**Prompt**
Look through the data and write out every line with the word "white" in it.

━━ Provided entries

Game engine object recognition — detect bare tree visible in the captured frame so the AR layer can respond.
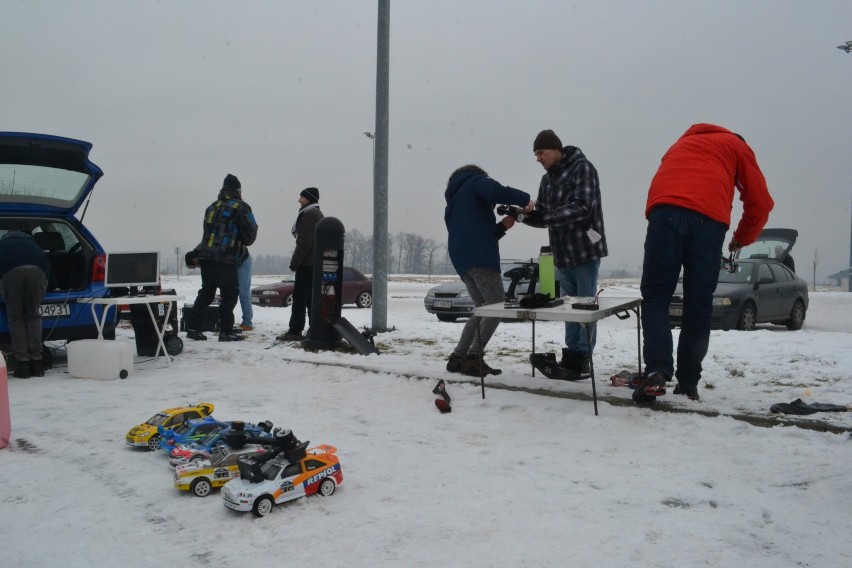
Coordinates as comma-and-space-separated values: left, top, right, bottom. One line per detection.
812, 247, 820, 292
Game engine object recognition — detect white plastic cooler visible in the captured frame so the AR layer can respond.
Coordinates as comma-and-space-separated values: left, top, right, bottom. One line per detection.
68, 339, 134, 380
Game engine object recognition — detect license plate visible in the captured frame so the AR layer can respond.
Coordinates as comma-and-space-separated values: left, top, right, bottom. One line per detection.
669, 307, 682, 316
38, 303, 71, 317
435, 300, 452, 308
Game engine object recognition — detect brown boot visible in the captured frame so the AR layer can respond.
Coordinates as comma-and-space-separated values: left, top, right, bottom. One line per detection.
463, 354, 502, 376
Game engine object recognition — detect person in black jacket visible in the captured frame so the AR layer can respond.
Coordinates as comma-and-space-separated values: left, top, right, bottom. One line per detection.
278, 187, 324, 342
0, 231, 57, 378
186, 174, 258, 342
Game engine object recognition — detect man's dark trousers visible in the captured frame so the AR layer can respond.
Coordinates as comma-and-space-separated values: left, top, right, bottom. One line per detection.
640, 205, 727, 390
288, 266, 314, 334
189, 260, 239, 333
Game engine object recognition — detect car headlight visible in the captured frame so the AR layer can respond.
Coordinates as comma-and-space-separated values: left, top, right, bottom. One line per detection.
262, 291, 279, 296
712, 297, 732, 306
426, 289, 436, 298
457, 290, 469, 298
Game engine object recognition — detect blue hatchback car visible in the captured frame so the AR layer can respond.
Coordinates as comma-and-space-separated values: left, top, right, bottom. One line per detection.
157, 417, 229, 453
0, 132, 118, 345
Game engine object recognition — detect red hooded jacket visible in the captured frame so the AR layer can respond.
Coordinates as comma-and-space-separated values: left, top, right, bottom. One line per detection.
645, 123, 774, 246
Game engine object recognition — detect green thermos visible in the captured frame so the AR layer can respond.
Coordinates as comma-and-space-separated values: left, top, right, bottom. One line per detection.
538, 246, 556, 298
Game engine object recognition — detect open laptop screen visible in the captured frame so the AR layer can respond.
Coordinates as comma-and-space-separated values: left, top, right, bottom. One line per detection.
104, 252, 160, 288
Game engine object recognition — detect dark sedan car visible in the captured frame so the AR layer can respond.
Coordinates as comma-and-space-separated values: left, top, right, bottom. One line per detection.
251, 267, 373, 308
669, 229, 808, 331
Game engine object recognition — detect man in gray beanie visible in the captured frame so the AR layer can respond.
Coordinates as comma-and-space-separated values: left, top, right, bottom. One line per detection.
523, 129, 608, 379
279, 187, 323, 342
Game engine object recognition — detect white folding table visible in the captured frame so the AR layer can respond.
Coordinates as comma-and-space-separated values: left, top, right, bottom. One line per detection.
80, 295, 184, 365
473, 296, 642, 415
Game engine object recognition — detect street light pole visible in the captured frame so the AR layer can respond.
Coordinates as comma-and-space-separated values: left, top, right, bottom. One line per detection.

━━━━

**Problem solution**
Game engine object recognition — detect white plastic cooler visible in the captured frame so the AR layer can respond.
Game engine object recognition — detect white folding table visible in the captured frame so the AR layer can respond.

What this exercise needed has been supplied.